## Task requirements
Collect every line of the material below that contains the word "desk". Treat uppercase and lowercase letters as different.

····················

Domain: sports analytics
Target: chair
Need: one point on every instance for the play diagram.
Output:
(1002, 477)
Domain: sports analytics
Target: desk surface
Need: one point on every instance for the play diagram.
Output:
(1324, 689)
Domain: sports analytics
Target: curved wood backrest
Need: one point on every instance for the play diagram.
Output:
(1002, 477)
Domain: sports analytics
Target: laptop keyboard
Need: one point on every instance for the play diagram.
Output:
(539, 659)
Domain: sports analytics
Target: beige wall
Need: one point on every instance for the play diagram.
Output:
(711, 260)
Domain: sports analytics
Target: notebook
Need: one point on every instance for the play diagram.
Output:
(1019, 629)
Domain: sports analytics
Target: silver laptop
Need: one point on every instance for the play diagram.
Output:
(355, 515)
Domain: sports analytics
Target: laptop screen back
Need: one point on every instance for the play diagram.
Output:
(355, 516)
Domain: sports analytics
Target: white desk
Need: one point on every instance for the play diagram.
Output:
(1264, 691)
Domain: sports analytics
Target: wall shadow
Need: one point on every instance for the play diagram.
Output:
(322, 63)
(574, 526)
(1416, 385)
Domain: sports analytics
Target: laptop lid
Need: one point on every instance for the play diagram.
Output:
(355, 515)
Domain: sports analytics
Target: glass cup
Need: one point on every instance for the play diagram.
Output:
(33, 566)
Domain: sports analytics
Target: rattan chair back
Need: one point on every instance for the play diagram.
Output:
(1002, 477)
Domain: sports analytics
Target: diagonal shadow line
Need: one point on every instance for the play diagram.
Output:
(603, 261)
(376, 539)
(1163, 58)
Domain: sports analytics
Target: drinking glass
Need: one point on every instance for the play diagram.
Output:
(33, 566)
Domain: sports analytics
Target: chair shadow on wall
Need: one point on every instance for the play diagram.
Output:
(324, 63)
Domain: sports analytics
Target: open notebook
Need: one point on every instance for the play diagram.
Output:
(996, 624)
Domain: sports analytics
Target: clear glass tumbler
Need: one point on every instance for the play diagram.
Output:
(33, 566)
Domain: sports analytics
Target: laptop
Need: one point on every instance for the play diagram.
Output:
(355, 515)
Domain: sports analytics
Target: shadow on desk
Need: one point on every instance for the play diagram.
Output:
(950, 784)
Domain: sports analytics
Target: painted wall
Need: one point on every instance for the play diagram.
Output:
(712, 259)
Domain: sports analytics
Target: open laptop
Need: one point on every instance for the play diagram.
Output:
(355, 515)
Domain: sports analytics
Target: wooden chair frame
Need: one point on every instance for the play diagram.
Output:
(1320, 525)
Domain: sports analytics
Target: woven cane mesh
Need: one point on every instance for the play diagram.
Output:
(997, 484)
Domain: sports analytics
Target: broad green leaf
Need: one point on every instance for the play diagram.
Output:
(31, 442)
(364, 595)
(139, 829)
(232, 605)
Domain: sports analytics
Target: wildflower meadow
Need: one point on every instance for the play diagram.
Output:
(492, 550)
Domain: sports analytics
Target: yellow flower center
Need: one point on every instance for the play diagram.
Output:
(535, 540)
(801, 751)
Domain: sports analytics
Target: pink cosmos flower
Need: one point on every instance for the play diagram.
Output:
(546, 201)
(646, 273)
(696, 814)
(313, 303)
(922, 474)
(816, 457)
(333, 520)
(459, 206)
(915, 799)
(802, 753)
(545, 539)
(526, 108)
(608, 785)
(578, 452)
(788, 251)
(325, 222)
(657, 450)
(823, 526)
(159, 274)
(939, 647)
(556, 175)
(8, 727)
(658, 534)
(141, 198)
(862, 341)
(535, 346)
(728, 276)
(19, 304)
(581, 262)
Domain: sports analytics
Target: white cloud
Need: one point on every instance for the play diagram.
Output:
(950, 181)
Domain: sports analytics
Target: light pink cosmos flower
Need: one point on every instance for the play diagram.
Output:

····················

## Reply to the exercise
Target: desk surface
Target: white desk
Target: shadow on desk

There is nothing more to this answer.